**** Data for analysis
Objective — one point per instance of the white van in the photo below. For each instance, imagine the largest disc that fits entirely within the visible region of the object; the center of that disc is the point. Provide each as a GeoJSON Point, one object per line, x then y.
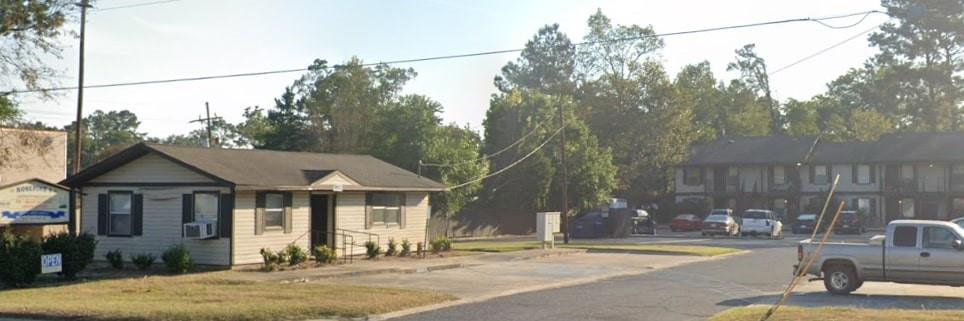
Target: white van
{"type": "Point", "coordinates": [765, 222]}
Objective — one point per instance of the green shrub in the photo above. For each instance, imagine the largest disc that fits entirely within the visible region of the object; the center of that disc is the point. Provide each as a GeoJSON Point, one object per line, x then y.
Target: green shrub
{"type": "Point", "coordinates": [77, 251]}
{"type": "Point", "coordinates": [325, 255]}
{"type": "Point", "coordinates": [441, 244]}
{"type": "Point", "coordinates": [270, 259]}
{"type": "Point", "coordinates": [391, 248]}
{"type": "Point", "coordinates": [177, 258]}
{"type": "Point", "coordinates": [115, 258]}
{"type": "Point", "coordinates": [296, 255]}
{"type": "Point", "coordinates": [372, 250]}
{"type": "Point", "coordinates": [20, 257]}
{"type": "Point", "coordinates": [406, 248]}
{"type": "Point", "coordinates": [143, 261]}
********
Task requirements:
The response should consist only of the lines from the one containing "Target: white van" to the end of the material above, both included.

Solution for this problem:
Target: white van
{"type": "Point", "coordinates": [765, 222]}
Objective — one point per instance of the green shrub in the photo above. For each instance, imagine the largest disc that fits entirely within the visible region of the object; the center of that disc is the point. Provide each as a GeoJSON Point, one object per line, x then y.
Target: green shrub
{"type": "Point", "coordinates": [77, 251]}
{"type": "Point", "coordinates": [325, 255]}
{"type": "Point", "coordinates": [441, 244]}
{"type": "Point", "coordinates": [270, 259]}
{"type": "Point", "coordinates": [391, 248]}
{"type": "Point", "coordinates": [177, 258]}
{"type": "Point", "coordinates": [115, 258]}
{"type": "Point", "coordinates": [296, 255]}
{"type": "Point", "coordinates": [372, 250]}
{"type": "Point", "coordinates": [20, 257]}
{"type": "Point", "coordinates": [406, 248]}
{"type": "Point", "coordinates": [143, 261]}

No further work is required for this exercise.